AI is accelerating and democratizing that capability, not creating an entirely new level of productivity. These YC startups aren't going to reach some new level with AI - they're already there, already living in the future. What we're seeing is AI helping everyone else catch up.

There's a massive distortion between how the best teams operate today (where individuals function as teams of one) and how the rest of the industry works. This gap helps explain why the messaging from AI labs resonates so differently depending on who's listening.

Enterprise Opportunity: Different Scale, Same Principles

Sam Altman and Dario Amodei aren't actually speaking to these high efficiency scrappy startups when they make these pronouncements. They already have those markets. They are speaking to enterprises and governments. Why? Take one guess. These larger organizations represent massive revenue opportunities, with deep pockets and long procurement cycles - and they're the ones who will pay $20,000 a month for specialized AI agents.

This is still exciting and potentially disruptive. There are enterprises that assign entire teams to work that one engineer with state-of-the-art AI assistance could achieve. That represents a real shift in how we think about team structure and capability. The economic contrast is stark: an enterprise might spend $500,000+ yearly on a full development team, while an individual with AI assistance might cost them $150,000 plus perhaps $50,000 in AI tools - a significant savings even with today's immature technology.

The "Impossible" Bet I'd Actually Take

The obvious counterpoint here is that "big organizations can't function like YC startups - the contexts are too different." Enterprise leaders might argue that their scale, complexity, and compliance requirements necessitate larger teams with specialized roles.

But this is a bet I would actually take. The gap between what one high-agency developer with AI assistance can accomplish versus traditional team structures is growing exponentially. I've personally seen how many enterprise "teams of eight" are working on projects that could be handled by one or two developers with proper tooling and autonomy.

This isn't just theoretical. Take this observation from Malte Ubl, CTO of Vercel:

"Not sure exactly what vibe coding is, but @max_leiter of @v0 fame has been shipping more than 7 PRs per work day for the last 6 months."

That's at Vercel - a company with over 600 employees, not a scrappy three-person startup. Wouldn't you like every developer in your organization to ship 7 PRs per workday? I know I would.

Phrase grounding data:
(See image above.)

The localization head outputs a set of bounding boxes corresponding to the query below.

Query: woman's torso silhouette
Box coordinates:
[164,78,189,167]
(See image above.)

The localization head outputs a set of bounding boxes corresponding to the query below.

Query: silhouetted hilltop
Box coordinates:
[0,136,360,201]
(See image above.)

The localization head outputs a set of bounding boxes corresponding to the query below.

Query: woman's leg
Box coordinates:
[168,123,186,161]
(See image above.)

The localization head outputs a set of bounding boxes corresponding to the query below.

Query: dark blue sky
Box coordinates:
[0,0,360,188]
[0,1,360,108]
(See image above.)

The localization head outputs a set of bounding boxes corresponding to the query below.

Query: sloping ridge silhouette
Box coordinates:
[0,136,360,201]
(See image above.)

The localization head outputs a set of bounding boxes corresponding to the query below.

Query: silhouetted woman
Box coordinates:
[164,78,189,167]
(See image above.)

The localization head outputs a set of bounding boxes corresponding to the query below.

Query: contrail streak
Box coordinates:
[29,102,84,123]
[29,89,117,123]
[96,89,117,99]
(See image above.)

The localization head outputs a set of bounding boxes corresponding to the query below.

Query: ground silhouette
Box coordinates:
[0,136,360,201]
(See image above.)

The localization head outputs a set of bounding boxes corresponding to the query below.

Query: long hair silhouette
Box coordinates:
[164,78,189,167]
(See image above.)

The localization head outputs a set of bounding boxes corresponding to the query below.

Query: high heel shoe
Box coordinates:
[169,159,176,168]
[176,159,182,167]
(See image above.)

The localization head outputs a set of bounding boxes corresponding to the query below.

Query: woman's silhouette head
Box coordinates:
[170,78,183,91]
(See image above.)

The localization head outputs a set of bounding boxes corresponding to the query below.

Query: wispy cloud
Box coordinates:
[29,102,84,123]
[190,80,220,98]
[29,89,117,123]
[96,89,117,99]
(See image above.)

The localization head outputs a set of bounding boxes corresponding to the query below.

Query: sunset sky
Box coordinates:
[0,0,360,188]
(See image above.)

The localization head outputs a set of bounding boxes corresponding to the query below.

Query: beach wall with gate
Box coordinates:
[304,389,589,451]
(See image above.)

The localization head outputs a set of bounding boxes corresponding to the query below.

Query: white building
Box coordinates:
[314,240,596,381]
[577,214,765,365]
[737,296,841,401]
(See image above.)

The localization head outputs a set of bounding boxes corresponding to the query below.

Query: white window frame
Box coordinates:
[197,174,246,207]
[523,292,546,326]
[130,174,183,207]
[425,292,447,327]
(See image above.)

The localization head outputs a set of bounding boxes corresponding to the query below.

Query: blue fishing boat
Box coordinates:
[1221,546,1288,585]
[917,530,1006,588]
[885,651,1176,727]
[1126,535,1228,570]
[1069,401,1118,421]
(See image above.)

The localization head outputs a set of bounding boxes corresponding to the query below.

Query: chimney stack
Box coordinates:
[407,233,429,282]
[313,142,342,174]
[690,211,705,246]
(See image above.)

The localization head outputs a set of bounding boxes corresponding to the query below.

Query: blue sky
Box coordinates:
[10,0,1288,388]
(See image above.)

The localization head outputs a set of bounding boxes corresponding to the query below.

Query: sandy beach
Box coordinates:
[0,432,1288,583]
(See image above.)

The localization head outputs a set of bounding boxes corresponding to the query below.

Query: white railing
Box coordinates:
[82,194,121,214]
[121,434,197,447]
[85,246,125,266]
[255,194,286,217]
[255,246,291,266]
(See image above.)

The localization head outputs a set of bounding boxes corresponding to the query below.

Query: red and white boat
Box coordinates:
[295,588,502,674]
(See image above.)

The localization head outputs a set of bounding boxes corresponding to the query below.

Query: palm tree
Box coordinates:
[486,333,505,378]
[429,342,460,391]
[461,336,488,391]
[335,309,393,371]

## Directions
Continue the essay on AI and developer team productivity, starting right after its last sentence.

## Reply
The real impediment isn't technical capability but organizational inertia. Enterprises have built processes, hierarchies, and approval workflows that assume traditional team structures. Shifting to an AI-augmented "high-agency individuals" model requires rethinking governance and trust, not just deploying new tools.

The organizations that figure this out will have an enormous competitive advantage - able to ship features in weeks that would take their competitors quarters, with dramatically lower costs.

Practical Reality Check

I recognize this perspective might be disappointing to some YC startup CEOs who were hoping to get 10x more efficient in the next 12 months. But even a 2x productivity gain is revolutionary if you can achieve it consistently and at scale.

Of course, cutting-edge research in areas like self-healing code, advanced prompt engineering, and agent orchestration continues to push boundaries. There are labs making genuine breakthroughs every month. But there's a vast difference between research advances and reliable, production-ready tools that consistently deliver value. The gap between "it works in our lab" and "it works in your complex production environment" remains substantial - and that's where the 50% error rate reality comes in.

In the end, I suspect the "90% automated" claim isn't about a coming quantum leap in agent capability, but rather the widespread adoption of tools that are already changing how developers like me work today - tools that, despite their limitations, are already powerful enough to transform our industry. It's the scrappy, high-agency style that AI will democratize—and the enterprise players who adapt that mindset will reap the biggest rewards.